▶ ФРАГМЕНТ СТРАНИЦЫ:
● ● ● ● ● ● ●

Я хотел бы разбить эту программу как бы на две части. В первой части я хотел бы понять, откуда возникло движение Occupy, что это за люди, понять политический контекст, в котором это движение зародилось, окрепло и распространилось. А во второй части мы поговорим о будущем этого движения.
Дэвид, откуда, на ваш взгляд, возникло это движение, которое захватило парк Зуккоти и в итоге распространилось по всем Соединенным Штатам?
ДЭВИД ГРЕЙБЕРГ, член движения «Захвати Нью-Йорк»: Мне кажется, это часть общемировой тенденции. Это движение началось с Туниса и быстро распространилось на другие страны Средиземноморья — Грецию, Испанию… То, что происходит в Америке, — это продолжение того же самого движения. Неслучайно на начальном этапе, еще до захвата парка Зуккоти, в наших акциях участвовало много людей из Греции и Испании. Мы считаем, что всё это — звенья одной цепи. Так что я думаю, обстановка назревала по всему миру.

● ● ● ● ● ● ●

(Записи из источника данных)

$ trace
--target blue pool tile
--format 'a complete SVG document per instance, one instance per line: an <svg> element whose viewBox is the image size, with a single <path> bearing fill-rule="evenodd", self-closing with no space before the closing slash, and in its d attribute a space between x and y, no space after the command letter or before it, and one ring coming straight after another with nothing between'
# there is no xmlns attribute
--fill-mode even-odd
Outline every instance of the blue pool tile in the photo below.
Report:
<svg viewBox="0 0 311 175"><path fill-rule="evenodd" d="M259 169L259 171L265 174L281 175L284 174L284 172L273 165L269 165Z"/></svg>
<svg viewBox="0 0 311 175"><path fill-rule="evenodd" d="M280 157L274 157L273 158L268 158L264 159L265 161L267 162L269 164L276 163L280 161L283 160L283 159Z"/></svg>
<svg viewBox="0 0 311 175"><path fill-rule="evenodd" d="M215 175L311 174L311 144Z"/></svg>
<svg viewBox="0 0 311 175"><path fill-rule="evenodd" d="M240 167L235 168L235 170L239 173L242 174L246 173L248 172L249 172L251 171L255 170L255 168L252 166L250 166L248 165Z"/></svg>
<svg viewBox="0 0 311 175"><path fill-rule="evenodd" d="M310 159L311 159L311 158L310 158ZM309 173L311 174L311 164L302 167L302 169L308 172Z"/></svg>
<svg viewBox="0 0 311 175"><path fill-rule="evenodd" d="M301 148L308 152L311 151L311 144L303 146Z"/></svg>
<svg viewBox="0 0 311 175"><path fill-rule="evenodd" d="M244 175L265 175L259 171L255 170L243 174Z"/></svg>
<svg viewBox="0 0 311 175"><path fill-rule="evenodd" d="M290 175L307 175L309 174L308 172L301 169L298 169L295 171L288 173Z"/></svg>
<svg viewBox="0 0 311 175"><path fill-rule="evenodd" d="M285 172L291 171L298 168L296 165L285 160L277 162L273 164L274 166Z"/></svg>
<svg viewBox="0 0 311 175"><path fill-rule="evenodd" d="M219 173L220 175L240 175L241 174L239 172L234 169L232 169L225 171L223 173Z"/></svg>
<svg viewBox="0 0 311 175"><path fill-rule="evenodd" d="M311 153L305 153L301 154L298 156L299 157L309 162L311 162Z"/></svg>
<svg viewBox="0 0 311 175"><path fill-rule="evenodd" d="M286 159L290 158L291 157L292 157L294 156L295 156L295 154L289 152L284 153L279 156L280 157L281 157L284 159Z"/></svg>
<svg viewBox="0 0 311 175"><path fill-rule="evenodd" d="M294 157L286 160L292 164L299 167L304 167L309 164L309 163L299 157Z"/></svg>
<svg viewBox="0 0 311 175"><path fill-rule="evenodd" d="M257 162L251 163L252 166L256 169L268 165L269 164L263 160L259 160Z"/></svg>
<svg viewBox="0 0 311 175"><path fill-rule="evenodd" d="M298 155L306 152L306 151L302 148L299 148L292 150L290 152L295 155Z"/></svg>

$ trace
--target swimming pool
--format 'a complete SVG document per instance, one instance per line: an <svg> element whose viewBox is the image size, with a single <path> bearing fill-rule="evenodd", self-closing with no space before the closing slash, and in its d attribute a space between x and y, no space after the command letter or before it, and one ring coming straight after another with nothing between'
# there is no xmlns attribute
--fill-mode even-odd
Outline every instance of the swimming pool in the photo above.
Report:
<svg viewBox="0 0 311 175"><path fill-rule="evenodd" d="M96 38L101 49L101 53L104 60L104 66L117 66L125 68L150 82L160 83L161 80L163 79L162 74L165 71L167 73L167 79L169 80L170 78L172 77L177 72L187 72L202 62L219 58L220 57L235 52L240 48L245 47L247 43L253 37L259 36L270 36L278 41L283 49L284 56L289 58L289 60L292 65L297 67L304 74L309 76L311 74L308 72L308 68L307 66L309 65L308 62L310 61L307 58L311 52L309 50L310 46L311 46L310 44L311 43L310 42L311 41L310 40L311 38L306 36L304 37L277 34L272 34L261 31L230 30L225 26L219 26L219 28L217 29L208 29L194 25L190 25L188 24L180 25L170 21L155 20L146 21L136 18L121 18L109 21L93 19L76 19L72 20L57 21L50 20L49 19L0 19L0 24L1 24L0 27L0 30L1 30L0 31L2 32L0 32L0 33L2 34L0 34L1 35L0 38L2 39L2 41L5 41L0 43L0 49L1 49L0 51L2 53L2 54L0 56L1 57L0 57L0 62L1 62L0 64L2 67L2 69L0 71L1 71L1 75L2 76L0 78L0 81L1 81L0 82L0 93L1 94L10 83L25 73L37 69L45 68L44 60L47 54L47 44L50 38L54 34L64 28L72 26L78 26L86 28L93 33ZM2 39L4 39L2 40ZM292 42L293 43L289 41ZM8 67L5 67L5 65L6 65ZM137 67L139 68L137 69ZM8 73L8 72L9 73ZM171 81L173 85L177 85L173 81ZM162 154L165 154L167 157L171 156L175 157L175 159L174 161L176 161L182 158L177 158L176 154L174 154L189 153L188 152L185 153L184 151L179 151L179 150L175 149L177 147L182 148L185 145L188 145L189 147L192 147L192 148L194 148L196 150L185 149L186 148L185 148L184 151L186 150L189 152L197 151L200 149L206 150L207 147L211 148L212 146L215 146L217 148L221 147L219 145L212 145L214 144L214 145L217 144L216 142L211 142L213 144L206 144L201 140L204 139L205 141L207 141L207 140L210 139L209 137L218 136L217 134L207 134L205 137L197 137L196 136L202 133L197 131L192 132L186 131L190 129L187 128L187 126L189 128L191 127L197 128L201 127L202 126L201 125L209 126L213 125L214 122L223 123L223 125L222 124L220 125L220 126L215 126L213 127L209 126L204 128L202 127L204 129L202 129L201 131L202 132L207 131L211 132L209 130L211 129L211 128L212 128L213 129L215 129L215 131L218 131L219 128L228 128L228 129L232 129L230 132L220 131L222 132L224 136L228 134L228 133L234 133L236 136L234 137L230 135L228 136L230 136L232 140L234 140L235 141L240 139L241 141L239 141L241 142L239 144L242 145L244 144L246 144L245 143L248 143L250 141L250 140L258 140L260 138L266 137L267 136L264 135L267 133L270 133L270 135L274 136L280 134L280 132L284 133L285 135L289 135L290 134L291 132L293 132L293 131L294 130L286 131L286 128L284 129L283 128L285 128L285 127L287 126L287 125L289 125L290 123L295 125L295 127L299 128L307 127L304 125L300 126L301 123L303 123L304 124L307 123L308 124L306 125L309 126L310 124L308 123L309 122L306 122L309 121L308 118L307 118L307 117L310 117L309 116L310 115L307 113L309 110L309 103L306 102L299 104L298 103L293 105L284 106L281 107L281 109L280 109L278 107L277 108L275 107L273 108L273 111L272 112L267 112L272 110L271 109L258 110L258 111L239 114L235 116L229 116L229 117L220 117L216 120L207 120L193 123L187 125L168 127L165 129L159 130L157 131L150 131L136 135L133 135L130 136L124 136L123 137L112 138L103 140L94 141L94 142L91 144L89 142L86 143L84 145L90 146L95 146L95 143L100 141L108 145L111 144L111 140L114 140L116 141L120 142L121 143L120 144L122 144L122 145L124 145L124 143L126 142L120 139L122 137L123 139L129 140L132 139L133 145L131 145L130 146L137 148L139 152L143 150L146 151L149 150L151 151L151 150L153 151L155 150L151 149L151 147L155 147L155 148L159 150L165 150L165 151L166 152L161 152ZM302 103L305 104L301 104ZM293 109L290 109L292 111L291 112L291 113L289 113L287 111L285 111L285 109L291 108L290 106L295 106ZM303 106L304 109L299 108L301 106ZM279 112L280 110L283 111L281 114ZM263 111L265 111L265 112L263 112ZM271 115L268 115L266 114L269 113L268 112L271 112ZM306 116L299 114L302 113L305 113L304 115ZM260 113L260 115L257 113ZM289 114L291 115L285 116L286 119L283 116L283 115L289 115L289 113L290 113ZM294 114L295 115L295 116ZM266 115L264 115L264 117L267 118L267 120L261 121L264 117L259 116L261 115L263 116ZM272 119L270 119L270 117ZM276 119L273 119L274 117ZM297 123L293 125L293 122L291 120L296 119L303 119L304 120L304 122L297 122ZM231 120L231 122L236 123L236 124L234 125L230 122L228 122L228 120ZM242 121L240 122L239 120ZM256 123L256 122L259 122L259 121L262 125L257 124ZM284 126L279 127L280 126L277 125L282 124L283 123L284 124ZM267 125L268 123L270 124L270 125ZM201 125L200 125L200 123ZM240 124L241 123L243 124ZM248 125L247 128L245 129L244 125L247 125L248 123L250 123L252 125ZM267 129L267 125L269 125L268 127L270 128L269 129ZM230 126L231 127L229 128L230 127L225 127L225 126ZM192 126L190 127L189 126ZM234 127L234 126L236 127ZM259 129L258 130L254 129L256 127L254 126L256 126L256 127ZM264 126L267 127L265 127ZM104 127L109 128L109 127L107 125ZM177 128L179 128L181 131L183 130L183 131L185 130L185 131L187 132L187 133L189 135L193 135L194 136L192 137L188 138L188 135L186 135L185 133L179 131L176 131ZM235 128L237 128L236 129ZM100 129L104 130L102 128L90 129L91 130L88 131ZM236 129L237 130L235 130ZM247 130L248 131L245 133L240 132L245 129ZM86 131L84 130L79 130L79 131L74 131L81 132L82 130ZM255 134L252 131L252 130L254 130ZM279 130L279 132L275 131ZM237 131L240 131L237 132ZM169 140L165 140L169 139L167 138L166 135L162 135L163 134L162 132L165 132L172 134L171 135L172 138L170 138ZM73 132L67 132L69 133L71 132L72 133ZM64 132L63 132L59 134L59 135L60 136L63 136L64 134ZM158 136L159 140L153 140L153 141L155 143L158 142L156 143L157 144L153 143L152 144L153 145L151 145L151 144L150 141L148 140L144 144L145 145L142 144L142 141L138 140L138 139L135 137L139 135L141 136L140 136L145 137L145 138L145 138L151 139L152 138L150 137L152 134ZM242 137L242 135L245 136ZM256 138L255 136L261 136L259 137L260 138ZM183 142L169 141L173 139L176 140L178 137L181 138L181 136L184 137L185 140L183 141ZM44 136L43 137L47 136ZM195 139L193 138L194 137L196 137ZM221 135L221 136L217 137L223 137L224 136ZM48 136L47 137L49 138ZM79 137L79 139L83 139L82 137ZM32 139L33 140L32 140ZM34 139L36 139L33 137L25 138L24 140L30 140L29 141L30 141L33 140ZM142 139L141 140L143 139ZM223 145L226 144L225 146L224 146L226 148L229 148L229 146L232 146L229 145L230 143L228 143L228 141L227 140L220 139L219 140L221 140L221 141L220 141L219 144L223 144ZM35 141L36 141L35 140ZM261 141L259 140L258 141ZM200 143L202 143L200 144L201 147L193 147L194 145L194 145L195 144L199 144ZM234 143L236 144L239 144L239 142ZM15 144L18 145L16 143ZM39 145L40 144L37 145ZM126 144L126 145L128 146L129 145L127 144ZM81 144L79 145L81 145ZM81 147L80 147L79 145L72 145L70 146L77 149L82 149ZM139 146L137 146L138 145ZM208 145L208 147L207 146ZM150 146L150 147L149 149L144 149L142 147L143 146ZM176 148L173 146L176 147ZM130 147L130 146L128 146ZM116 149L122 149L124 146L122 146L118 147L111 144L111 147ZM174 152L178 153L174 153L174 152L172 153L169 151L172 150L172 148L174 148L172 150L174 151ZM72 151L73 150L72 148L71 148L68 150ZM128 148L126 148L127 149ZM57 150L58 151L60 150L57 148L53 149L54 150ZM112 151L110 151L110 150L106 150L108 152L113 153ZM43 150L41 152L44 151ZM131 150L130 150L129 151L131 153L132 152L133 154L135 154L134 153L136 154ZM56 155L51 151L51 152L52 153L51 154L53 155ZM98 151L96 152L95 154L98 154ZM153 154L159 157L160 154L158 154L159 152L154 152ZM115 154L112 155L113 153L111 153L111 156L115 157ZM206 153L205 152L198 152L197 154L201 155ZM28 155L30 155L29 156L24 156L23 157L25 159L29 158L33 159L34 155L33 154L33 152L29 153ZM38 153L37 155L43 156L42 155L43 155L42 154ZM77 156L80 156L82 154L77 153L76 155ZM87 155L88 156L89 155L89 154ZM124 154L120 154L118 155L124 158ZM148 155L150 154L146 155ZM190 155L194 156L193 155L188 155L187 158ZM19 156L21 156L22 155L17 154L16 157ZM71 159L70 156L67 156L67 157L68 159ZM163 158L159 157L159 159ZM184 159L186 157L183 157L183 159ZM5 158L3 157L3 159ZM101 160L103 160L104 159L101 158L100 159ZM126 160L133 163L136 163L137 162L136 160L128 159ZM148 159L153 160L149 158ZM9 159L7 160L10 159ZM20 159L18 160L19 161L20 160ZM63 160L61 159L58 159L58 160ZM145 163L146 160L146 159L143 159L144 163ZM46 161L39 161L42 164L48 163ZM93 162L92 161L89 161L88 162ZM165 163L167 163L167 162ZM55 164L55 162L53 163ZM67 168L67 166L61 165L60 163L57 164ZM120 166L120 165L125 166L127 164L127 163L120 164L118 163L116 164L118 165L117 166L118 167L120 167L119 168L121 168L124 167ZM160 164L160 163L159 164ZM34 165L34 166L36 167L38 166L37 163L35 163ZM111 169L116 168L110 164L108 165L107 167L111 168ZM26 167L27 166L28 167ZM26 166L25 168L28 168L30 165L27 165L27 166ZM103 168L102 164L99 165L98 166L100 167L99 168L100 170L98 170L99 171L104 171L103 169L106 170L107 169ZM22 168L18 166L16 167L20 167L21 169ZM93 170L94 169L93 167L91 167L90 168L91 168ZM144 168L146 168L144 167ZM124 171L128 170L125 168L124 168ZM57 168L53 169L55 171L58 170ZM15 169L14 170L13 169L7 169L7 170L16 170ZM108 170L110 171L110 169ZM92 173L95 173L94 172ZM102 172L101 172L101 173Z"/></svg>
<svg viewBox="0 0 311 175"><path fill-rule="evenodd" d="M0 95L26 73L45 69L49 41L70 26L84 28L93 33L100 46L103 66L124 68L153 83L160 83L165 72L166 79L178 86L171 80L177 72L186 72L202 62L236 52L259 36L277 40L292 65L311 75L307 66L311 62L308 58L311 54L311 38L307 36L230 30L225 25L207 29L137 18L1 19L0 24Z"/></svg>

● ● ● ● ● ● ●

▶ СУТЬ ЗАДАНИЯ: С какой страны, по словам Дэвида Грейберга во фрагменте страницы, началось движение?

▶ РЕШЕНИЕ ЗАДАЧИ: С Туниса.